## GIVEN TASK
Render everything from the line containing "Practice step: point at the pool" down through the end of the records as a two-column CSV with the columns label_text and points. Give one row per record, with each record's text and its points in their own quoted fields and line breaks replaced by spaces.

Start of GIVEN ENTRIES

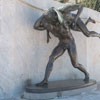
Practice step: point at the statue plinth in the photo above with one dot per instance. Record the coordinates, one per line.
(58, 89)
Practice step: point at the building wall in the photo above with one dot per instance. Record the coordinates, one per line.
(24, 52)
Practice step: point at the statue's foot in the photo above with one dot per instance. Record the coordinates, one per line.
(42, 84)
(86, 80)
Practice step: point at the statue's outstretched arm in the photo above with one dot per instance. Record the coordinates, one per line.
(39, 24)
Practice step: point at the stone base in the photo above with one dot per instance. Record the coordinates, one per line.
(59, 89)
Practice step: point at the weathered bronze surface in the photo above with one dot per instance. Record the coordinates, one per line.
(59, 22)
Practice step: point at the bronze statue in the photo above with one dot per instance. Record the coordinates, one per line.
(59, 22)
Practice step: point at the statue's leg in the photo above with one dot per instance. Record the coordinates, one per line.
(73, 56)
(58, 51)
(85, 31)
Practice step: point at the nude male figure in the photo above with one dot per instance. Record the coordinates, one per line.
(53, 25)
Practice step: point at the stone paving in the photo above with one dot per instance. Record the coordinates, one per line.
(92, 95)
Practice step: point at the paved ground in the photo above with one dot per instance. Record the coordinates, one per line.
(92, 95)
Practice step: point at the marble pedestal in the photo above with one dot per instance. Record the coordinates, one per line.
(58, 89)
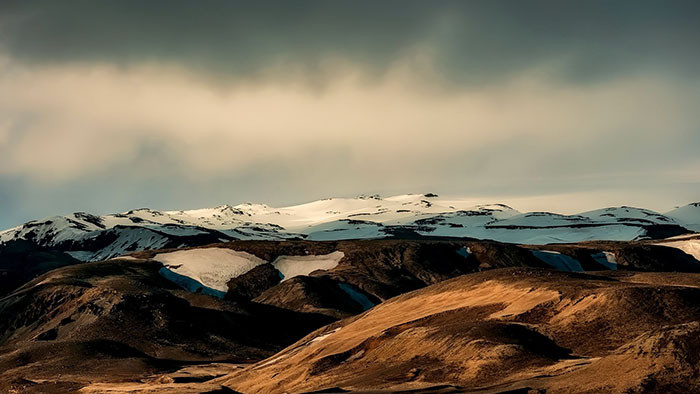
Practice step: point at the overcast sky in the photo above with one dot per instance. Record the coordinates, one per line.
(556, 105)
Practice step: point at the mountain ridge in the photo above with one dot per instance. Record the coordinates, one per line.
(90, 237)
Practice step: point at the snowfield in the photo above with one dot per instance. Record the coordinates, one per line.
(559, 261)
(92, 237)
(209, 269)
(212, 267)
(689, 245)
(291, 266)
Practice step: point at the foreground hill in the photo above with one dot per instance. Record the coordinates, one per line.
(89, 237)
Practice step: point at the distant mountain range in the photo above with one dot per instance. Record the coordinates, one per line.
(89, 237)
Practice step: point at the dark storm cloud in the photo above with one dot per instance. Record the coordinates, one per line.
(473, 41)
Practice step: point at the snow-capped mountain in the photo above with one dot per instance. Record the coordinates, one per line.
(91, 237)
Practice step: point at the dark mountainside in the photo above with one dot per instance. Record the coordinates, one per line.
(120, 320)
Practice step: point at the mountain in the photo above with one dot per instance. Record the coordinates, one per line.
(687, 215)
(508, 330)
(89, 237)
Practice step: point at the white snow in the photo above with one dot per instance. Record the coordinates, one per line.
(464, 251)
(212, 267)
(364, 217)
(81, 255)
(688, 216)
(291, 266)
(607, 259)
(557, 260)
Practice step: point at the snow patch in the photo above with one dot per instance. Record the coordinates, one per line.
(356, 296)
(212, 267)
(557, 260)
(291, 266)
(606, 259)
(464, 251)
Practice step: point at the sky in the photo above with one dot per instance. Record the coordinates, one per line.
(544, 105)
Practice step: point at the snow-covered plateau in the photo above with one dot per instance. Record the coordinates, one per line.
(90, 237)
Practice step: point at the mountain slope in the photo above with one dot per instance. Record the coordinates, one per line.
(90, 237)
(504, 330)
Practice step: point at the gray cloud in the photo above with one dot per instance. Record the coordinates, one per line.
(472, 42)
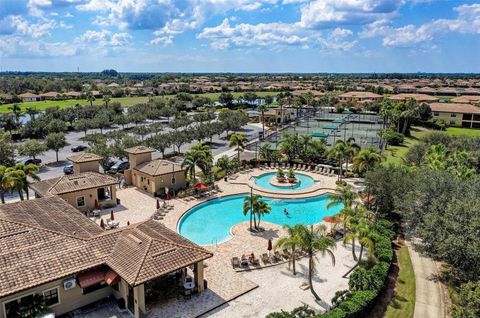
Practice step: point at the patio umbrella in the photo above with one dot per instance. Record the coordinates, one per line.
(200, 186)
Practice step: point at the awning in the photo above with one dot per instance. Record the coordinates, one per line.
(111, 277)
(90, 278)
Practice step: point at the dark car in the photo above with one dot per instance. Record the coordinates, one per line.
(68, 169)
(120, 167)
(30, 161)
(79, 148)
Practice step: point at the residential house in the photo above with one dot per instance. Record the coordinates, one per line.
(459, 115)
(359, 97)
(153, 176)
(29, 97)
(86, 189)
(51, 249)
(419, 98)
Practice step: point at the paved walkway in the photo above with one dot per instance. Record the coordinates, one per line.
(429, 301)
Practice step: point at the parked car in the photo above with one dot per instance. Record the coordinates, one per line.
(68, 169)
(30, 161)
(79, 148)
(120, 167)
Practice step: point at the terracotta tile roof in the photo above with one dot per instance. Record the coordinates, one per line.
(360, 95)
(466, 99)
(84, 157)
(46, 239)
(72, 183)
(455, 108)
(139, 149)
(158, 167)
(150, 250)
(417, 97)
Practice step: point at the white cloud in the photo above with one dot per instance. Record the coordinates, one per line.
(104, 38)
(328, 13)
(467, 21)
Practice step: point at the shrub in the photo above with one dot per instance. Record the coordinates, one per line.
(392, 137)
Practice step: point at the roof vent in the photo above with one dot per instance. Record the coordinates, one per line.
(135, 239)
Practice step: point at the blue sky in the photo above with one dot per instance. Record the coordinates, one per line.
(240, 35)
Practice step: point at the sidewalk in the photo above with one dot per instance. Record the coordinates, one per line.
(429, 301)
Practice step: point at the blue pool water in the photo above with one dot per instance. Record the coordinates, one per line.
(210, 222)
(303, 182)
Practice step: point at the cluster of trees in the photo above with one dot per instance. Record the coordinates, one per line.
(17, 179)
(360, 225)
(436, 195)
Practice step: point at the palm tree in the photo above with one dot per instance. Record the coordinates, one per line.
(312, 240)
(90, 98)
(262, 108)
(193, 157)
(207, 158)
(366, 159)
(17, 112)
(14, 181)
(343, 195)
(262, 209)
(238, 141)
(290, 242)
(29, 171)
(2, 183)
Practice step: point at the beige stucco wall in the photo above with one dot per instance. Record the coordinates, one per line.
(90, 196)
(86, 166)
(136, 159)
(69, 299)
(452, 121)
(154, 184)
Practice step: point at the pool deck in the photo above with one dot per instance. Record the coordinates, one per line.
(224, 283)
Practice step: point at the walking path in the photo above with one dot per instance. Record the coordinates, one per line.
(429, 301)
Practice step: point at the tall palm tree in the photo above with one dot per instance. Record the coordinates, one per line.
(14, 181)
(290, 242)
(366, 159)
(207, 159)
(262, 209)
(238, 141)
(29, 171)
(2, 183)
(313, 240)
(192, 158)
(262, 108)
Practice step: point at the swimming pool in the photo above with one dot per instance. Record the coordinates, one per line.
(303, 182)
(210, 222)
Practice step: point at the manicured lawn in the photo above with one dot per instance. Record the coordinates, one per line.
(454, 131)
(403, 302)
(395, 154)
(125, 101)
(42, 105)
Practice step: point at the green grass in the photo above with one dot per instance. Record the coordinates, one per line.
(403, 302)
(125, 101)
(454, 131)
(395, 154)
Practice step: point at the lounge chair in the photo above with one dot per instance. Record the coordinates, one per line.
(235, 262)
(265, 258)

End of GIVEN ENTRIES

## ANSWER TO THIS PROBLEM
label_text,points
"Practice step: point at the pool deck in the photo above with one dot per instance. Record the coordinates, one per line.","(224, 283)"
"Practice step: point at the walking path in the photo above with one dot per instance. Record the coordinates, one per line.","(429, 301)"
"Practice step: point at the tall palm tree in the photo above with one dot per instance. Record the coordinates, one per line.","(14, 181) (290, 242) (366, 159) (207, 159) (262, 209) (238, 141) (29, 171) (2, 183) (313, 240) (192, 158) (262, 108)"
"Practice step: point at the swimming pool in the photo above with one dot per instance. Record the coordinates, one per line.","(303, 182) (210, 222)"
"Practice step: point at the manicured lawn in the photo above with one dot per instance. Record the coordinates, one per line.","(454, 131) (403, 302) (395, 154) (125, 101) (42, 105)"
"Practice step: point at the green grass in the photo above with one dot per instance. Record the coordinates, one per line.","(403, 302) (125, 101) (454, 131) (395, 154)"
"Practice step: point at the lounge chair in the photo above with one dot per instance. Record the coordinates, one per line.","(235, 262) (265, 258)"